Material supplied:
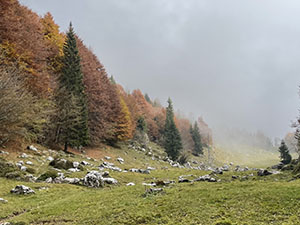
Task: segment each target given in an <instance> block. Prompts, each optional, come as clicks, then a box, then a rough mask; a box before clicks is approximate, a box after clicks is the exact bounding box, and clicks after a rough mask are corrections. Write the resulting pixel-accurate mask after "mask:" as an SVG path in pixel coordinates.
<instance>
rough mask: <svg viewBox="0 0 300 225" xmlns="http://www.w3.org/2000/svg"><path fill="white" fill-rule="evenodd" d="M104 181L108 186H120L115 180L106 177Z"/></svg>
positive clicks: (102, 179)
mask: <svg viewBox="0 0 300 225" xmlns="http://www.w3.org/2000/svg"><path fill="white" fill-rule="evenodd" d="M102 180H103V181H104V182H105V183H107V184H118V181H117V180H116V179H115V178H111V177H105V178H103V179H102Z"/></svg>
---
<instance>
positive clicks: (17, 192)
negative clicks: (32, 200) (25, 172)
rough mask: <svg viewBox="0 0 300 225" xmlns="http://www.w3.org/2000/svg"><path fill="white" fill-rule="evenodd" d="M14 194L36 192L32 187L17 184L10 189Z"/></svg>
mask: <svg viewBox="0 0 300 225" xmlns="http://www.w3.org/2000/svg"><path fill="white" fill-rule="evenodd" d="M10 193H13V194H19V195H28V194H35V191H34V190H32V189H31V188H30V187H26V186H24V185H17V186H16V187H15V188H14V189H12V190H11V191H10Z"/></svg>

Task requirements:
Restate word for word the entries above, starting at the line with "Task: segment each" and ending at the line with "181L108 186H120L115 180L106", inclusive, and no others.

Response:
Task: segment each target given in an <instance> block. Prompts, each optional, come as clicks, then a box, then a rough mask; a box before clicks is approximate, a box after clicks is the exact bounding box, and clicks after a rough mask are corrections. Write the resulting pixel-accurate mask after "mask:" as an SVG path in pixel coordinates.
<instance>
rough mask: <svg viewBox="0 0 300 225" xmlns="http://www.w3.org/2000/svg"><path fill="white" fill-rule="evenodd" d="M104 181L108 186H120L115 180L106 177Z"/></svg>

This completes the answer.